**Instructions to follow**
Would you copy out the whole listing exactly as given?

**Provided material**

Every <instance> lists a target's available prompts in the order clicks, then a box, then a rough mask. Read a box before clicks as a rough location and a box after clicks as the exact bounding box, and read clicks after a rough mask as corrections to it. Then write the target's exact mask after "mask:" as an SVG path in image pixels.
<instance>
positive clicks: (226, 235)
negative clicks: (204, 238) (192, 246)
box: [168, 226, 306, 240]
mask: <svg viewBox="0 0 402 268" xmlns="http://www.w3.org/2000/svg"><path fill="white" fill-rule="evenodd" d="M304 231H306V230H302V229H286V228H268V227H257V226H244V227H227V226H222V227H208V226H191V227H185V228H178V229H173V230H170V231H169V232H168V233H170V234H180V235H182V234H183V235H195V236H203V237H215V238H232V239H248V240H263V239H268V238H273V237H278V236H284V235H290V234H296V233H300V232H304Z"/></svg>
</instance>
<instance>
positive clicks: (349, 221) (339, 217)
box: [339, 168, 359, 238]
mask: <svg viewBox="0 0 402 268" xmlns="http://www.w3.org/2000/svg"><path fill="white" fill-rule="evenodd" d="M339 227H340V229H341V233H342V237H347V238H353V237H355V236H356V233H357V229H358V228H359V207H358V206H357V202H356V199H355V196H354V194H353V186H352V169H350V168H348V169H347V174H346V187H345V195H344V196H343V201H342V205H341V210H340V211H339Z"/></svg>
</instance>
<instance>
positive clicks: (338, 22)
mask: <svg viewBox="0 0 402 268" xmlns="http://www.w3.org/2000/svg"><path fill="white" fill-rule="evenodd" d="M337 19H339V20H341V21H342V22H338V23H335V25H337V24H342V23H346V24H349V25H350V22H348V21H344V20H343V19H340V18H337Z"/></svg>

**Solution below**
Every <instance> lists a target's available prompts in the order clicks, then a box, then a rough mask. Read a box before clicks as a rough location and a box after clicks as the exact bounding box, and read clicks after a rough mask as corrections to it. Then write the target's exact mask after "mask:" as an SVG path in image pixels.
<instance>
positive clicks: (226, 235)
negative clicks: (204, 238) (192, 246)
box: [168, 226, 306, 240]
mask: <svg viewBox="0 0 402 268" xmlns="http://www.w3.org/2000/svg"><path fill="white" fill-rule="evenodd" d="M304 231H306V230H302V229H286V228H268V227H257V226H244V227H227V226H222V227H208V226H191V227H185V228H178V229H173V230H170V231H169V232H168V233H170V234H180V235H182V234H183V235H195V236H203V237H215V238H232V239H248V240H263V239H268V238H273V237H278V236H284V235H290V234H296V233H300V232H304Z"/></svg>
</instance>
<instance>
positive clicks: (349, 221) (339, 217)
box: [339, 168, 359, 238]
mask: <svg viewBox="0 0 402 268" xmlns="http://www.w3.org/2000/svg"><path fill="white" fill-rule="evenodd" d="M339 227H340V229H341V233H342V237H347V238H353V237H355V236H356V233H357V229H358V228H359V207H358V206H357V202H356V199H355V196H354V194H353V186H352V169H350V168H348V169H347V174H346V187H345V195H344V196H343V201H342V205H341V210H340V211H339Z"/></svg>
</instance>
<instance>
positive clicks: (338, 22)
mask: <svg viewBox="0 0 402 268" xmlns="http://www.w3.org/2000/svg"><path fill="white" fill-rule="evenodd" d="M337 19H339V20H341V21H342V22H338V23H335V25H337V24H342V23H346V24H349V25H350V22H348V21H344V20H343V19H340V18H337Z"/></svg>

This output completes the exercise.